In the entries that follow, identify the line containing "Would you mind picking out the hedge" and return it together with all later lines, exactly as they appear.
--- start of Supplied entries ---
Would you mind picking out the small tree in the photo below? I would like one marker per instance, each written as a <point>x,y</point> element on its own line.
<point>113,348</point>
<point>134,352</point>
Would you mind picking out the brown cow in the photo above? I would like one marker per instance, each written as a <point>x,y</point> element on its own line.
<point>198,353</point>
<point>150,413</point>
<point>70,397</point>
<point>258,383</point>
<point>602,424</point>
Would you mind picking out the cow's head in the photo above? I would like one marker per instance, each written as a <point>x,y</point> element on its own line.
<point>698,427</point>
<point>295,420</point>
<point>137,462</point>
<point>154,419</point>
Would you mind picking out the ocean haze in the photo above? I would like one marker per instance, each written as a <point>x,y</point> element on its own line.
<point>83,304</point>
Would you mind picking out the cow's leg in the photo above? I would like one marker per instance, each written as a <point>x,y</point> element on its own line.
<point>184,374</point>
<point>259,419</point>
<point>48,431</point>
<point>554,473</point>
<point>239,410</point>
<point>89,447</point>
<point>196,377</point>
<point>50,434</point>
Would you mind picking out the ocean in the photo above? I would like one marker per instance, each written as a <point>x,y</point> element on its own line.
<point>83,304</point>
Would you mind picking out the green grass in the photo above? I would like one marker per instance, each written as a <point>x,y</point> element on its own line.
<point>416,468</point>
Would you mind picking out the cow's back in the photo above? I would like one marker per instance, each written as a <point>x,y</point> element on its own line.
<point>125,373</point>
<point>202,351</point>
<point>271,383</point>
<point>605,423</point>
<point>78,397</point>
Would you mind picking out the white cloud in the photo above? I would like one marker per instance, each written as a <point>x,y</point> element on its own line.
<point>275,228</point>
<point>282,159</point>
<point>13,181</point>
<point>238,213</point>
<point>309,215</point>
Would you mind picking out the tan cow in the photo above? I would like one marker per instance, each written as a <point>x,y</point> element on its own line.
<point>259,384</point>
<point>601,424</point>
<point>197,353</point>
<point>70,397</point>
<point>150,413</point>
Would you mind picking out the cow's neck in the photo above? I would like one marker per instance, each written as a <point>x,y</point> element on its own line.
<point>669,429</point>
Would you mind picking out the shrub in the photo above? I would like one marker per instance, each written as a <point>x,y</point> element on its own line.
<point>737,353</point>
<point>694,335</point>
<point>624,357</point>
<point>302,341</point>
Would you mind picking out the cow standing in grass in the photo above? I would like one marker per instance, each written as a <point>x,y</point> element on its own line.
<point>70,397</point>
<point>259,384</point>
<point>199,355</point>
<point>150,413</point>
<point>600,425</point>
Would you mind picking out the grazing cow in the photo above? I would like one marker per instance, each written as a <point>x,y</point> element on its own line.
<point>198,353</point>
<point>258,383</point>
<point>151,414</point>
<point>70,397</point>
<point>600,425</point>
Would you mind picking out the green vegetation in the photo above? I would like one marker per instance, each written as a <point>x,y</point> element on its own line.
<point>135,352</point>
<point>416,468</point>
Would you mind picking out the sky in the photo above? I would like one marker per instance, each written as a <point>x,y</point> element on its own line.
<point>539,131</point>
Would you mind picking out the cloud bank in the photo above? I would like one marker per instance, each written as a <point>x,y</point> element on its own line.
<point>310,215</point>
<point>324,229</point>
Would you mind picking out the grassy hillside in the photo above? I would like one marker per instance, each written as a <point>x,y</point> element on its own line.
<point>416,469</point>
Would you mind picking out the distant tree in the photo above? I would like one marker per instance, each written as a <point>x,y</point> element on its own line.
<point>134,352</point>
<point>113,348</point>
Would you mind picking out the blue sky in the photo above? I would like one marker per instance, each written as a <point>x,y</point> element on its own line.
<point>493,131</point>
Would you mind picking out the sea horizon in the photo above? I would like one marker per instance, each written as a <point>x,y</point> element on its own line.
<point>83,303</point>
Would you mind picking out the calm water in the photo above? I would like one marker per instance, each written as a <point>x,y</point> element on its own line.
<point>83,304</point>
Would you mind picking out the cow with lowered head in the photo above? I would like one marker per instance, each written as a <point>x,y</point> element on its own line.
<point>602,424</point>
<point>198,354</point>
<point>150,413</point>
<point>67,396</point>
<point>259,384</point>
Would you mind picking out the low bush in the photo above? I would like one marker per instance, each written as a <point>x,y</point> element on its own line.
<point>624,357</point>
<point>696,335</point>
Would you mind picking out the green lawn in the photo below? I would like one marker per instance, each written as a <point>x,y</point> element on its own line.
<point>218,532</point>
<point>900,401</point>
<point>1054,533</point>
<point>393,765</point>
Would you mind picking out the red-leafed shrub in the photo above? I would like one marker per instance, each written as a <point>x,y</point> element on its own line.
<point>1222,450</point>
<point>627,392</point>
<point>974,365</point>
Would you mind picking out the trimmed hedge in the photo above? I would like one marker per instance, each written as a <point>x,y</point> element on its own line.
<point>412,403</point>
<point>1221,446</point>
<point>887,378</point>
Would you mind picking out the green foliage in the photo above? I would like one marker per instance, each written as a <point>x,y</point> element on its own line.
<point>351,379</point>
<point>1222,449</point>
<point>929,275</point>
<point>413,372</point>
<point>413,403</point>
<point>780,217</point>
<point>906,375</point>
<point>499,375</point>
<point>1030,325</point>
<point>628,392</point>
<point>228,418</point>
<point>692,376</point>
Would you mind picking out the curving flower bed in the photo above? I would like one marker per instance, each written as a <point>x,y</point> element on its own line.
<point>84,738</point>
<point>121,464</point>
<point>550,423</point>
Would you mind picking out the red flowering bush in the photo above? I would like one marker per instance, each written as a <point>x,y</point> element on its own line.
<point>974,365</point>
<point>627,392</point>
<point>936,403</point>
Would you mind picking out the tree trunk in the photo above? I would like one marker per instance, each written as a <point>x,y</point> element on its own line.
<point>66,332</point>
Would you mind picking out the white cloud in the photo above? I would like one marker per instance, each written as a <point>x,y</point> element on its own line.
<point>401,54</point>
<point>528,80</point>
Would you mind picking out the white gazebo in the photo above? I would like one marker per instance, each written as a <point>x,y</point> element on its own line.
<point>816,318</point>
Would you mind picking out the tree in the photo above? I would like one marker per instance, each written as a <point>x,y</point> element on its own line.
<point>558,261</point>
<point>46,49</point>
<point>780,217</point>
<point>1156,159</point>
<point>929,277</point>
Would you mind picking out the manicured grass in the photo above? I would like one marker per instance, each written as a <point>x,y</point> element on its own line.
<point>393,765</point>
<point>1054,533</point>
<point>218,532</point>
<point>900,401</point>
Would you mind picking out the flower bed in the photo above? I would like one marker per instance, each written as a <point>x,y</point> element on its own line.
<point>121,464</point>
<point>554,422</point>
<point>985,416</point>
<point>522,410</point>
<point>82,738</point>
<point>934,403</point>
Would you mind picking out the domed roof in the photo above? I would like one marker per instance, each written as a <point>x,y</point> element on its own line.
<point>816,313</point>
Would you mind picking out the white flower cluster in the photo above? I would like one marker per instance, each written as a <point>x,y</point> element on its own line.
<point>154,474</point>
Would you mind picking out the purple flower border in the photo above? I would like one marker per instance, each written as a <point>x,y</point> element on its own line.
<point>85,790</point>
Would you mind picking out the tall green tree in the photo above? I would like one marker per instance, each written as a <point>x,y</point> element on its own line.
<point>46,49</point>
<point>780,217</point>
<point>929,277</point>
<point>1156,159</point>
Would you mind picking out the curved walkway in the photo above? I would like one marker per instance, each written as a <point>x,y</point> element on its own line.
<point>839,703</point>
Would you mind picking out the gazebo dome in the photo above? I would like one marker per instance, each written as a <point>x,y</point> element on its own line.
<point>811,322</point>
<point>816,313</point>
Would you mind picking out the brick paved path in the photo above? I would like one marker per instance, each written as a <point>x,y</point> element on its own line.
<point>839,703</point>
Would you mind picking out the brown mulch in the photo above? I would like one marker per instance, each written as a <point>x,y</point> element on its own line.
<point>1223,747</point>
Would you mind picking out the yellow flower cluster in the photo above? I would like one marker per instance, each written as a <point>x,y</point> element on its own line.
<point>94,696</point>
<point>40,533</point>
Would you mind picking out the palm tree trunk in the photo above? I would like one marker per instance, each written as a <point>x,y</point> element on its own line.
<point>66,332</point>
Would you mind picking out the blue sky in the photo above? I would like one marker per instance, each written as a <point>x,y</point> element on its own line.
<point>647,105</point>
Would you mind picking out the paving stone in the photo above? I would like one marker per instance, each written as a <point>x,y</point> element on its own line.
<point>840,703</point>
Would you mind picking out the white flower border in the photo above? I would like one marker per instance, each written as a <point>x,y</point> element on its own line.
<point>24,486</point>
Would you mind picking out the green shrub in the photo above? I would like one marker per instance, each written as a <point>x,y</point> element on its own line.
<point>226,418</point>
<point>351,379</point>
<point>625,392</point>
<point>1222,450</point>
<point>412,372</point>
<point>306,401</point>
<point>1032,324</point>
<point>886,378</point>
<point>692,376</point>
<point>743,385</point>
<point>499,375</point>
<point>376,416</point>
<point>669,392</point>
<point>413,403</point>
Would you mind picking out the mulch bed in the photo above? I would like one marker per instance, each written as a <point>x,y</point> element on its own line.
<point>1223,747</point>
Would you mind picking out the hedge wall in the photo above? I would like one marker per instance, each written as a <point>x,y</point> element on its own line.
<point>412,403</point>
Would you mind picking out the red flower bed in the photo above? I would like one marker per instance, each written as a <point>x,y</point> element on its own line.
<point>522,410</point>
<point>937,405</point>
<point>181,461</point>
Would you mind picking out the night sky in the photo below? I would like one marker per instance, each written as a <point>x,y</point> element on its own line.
--- end of Supplied entries ---
Expected answer:
Would you mind picking out the hedge wall in the photo above? I would like one marker per instance, each written as a <point>x,y</point> element on its own line.
<point>412,403</point>
Would you mind picking out the red flower bed in the photo above? I would like one marker per instance, each written as a <point>x,y</point> element on its own line.
<point>522,410</point>
<point>937,405</point>
<point>181,461</point>
Would you mind picking out the night sky in the photo below? I would like one marker per instance, each written as a <point>x,y</point> element on its own line.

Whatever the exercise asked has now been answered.